» Written exercise:
Reproduce exactly, with no other output, every line of the data below from the line containing "[tag] one dot per instance, sample [44,202]." to the end, inclusive.
-------------------------
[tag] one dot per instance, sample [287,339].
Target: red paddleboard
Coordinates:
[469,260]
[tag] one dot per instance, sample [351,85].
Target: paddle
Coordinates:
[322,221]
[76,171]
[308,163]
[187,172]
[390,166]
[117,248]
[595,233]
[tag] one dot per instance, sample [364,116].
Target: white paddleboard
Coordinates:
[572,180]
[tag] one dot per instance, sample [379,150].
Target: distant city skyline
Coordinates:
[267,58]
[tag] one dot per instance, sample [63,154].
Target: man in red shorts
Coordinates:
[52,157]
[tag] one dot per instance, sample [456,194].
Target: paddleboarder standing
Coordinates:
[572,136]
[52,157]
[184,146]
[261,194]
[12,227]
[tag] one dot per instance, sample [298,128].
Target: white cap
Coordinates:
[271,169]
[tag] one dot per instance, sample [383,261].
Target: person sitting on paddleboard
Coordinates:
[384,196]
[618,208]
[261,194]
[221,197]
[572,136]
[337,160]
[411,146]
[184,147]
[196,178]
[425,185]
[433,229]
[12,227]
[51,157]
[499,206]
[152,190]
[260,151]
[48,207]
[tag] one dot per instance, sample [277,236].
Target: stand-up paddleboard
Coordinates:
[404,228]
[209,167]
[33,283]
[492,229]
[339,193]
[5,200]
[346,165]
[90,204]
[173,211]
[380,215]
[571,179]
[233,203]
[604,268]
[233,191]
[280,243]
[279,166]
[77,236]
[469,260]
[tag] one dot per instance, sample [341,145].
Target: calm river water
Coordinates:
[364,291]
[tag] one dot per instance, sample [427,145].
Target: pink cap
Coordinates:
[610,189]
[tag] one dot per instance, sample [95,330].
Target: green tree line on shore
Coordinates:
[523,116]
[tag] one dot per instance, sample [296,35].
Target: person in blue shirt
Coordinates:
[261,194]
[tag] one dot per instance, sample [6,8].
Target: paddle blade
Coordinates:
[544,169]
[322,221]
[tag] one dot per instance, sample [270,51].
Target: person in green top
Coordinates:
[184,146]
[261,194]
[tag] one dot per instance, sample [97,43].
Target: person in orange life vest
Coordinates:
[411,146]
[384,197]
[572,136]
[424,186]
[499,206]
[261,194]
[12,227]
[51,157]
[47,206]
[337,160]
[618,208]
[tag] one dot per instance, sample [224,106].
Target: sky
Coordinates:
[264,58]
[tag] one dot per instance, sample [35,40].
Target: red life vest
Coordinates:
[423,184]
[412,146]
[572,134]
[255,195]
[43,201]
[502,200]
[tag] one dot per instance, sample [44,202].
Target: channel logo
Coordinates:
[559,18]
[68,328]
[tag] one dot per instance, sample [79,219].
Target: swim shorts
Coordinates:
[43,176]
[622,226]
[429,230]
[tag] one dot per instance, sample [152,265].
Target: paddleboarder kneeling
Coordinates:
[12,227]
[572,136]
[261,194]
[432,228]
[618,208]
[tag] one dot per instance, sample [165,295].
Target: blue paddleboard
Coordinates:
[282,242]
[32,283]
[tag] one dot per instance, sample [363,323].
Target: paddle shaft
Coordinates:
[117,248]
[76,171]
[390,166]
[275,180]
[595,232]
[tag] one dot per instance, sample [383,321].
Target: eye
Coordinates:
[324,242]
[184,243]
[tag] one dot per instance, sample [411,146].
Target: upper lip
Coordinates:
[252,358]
-------------------------
» The answer:
[tag] one dot per instance, sample [44,202].
Target: channel logo
Coordinates:
[559,18]
[68,328]
[tag] one dot per instance, sample [79,219].
Target: swim shorts
Coordinates:
[43,176]
[622,226]
[429,230]
[tag] one dot per instance, sample [152,265].
Target: paddleboarder kneeling
Coordinates:
[12,227]
[572,136]
[261,194]
[432,228]
[618,208]
[tag] one dot per instance, sample [165,295].
Target: blue paddleboard
Coordinates:
[282,242]
[32,283]
[tag] one dot per instance, sample [363,323].
Target: paddle shaft
Coordinates:
[117,248]
[76,171]
[390,166]
[275,180]
[595,232]
[tag] one dot per instance, sample [383,321].
Target: eye
Coordinates:
[324,242]
[184,243]
[tag] one dot per instance, sample [411,146].
Target: upper lip
Coordinates:
[252,358]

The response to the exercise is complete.